• [Your assignment]: The output should consist solely of the line containing "rough mask: <svg" and the lines that follow it through the end of the data below.

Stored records
=== Begin Enclosure ===

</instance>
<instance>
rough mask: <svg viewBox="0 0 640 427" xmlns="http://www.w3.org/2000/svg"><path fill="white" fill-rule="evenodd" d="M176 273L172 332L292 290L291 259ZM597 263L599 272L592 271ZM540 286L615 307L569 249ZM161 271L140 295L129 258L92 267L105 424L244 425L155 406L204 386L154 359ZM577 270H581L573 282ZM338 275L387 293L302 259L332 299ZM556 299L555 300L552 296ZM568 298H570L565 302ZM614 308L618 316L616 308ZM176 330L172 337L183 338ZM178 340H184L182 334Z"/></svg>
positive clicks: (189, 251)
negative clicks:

=== End Enclosure ===

• [Answer to the exercise]:
rough mask: <svg viewBox="0 0 640 427" xmlns="http://www.w3.org/2000/svg"><path fill="white" fill-rule="evenodd" d="M176 273L172 332L292 290L291 259ZM597 263L599 272L592 271ZM540 286L615 307L569 249ZM161 271L140 295L129 258L92 267L105 424L244 425L155 406L204 386L154 359ZM577 270H581L573 282ZM338 275L387 293L302 259L332 299ZM556 299L555 300L552 296ZM568 298H570L565 302ZM614 308L618 316L616 308ZM176 330L172 337L183 338ZM178 340H184L182 334Z"/></svg>
positive clicks: (189, 251)
negative clicks:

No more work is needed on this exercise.